* Problems and tasks
• A. In the text on LDAP memory exhaustion, why did the observed cases point to node memory pressure rather than a container-level OOM event? Answer in one to three sentences.
• B. Pick up the text on LDAP memory exhaustion after its last sentence and continue it.
:: Supplied text ::
In affected environments, the decisive evidence was found in the host operating system logs, which contained memory pressure events and process termination messages (SIGTERM).
Under heavy memory pressure, LDAP-related processes may be terminated unexpectedly while performing database operations. This can leave the LDAP database in an inconsistent state, causing subsequent startup attempts to fail with LMDB errors such as:
MDB_KEYEXIST: Key/data pair already exists
Related investigation:
Investigation
Background Information
Two different memory exhaustion scenarios must be distinguished:
Container / cgroup OOM
This occurs when a container exceeds its configured memory limit (resources.limits.memory).
Characteristics:
- Kubernetes records an
OOMKilledevent. - The process receives a
SIGKILL. - The process cannot intercept or log the signal.
- Events are visible through Kubernetes diagnostics.
Example commands:
kubectl describe pod <pod-name>
kubectl get events --field-selector reason=OOMKilling
Node / System OOM
This occurs when the entire Kubernetes node runs out of memory.
Characteristics:
- The Linux kernel global OOM killer selects processes based on their
oom_score. - Memory-intensive processes such as
slapdare common candidates. - Kubernetes workloads may be evicted or rescheduled.
- Application logs often provide little or no useful information regarding the actual root cause.
- Evidence is typically found in node-level system logs.
In the observed cases, the LDAP logs indicated a graceful shutdown rather than an immediate SIGKILL, suggesting that the workload may have been evicted or terminated due to node memory pressure rather than a container-level OOM event.
:::
:: Given data ::
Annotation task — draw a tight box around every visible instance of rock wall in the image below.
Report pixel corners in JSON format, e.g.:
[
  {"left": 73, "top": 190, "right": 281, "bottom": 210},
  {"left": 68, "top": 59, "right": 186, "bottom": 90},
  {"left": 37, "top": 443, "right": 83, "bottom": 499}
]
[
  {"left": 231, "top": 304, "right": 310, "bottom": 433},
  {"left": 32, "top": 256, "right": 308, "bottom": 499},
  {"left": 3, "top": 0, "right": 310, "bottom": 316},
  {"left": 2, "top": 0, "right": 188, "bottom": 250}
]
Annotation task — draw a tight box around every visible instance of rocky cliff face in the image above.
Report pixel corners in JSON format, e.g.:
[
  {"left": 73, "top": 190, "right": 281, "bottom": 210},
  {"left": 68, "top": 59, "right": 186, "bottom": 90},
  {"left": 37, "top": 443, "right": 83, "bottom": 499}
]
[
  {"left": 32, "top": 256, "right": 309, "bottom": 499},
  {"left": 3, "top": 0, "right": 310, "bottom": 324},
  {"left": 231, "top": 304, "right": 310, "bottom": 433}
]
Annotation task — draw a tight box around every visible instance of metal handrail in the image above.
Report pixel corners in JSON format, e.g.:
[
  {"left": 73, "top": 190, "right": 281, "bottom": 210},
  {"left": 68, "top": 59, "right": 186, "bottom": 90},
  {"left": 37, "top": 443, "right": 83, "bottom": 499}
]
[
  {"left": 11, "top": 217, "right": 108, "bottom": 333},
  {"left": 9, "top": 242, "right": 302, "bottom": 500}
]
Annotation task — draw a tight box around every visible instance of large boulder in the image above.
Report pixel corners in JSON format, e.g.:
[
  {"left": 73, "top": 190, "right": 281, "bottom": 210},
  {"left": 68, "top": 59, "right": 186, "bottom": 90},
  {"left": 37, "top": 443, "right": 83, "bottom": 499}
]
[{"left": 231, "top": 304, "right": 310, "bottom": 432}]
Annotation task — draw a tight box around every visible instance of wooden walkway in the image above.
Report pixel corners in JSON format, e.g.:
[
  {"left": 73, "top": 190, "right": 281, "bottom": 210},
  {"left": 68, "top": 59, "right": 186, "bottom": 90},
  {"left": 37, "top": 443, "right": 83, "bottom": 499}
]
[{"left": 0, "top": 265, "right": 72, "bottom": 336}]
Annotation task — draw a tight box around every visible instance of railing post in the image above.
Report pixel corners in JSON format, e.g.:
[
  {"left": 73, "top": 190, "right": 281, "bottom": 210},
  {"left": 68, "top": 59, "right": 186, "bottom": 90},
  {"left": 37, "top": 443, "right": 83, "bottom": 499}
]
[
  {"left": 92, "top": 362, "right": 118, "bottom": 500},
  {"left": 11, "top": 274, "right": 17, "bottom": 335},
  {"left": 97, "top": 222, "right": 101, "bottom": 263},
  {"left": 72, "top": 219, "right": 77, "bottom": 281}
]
:::
* Per-task answers
• A. In the observed cases, the LDAP logs showed a graceful shutdown rather than an immediate SIGKILL. A container-level OOM sends a SIGKILL that the process cannot intercept or log. The logged graceful shutdown therefore suggests that the workload was evicted or terminated because of node memory pressure.

• B.
Diagnosis
Review the Kubernetes node logs and operating system logs for indicators such as:
MemoryPressure
OOM Killer
Out of memory
SIGTERM
Eviction
Additionally, inspect pod events:
kubectl describe pod <ldap-pod>
kubectl get events --sort-by=.metadata.creationTimestamp
Monitor memory consumption across the cluster and compare actual usage with configured resource requests and limits.
Solution
Verify Resource Requests and Limits
Ensure that the LDAP server pods have memory requests and limits configured appropriately for the size of the environment.
Example:
resources:
requests:
memory: <appropriate-value>
limits:
memory: <appropriate-value>
The configured values should exceed the normal operating memory consumption of the pod.
Monitor Resource Utilization
Memory requirements depend on factors such as:
- Directory size
- Number of users and groups
- Replication traffic
- Authentication workload
- Historical database growth
Continuous monitoring should be implemented using Kubernetes observability tooling such as:
- Metrics Server
- Prometheus
- Grafana
Resource requests and limits should be reviewed regularly and adjusted according to actual usage patterns.
Review Cluster Capacity
If multiple workloads compete for limited memory resources, Kubernetes may evict pods or the operating system may terminate processes to protect node stability.
Verify that:
- Worker nodes provide sufficient memory capacity.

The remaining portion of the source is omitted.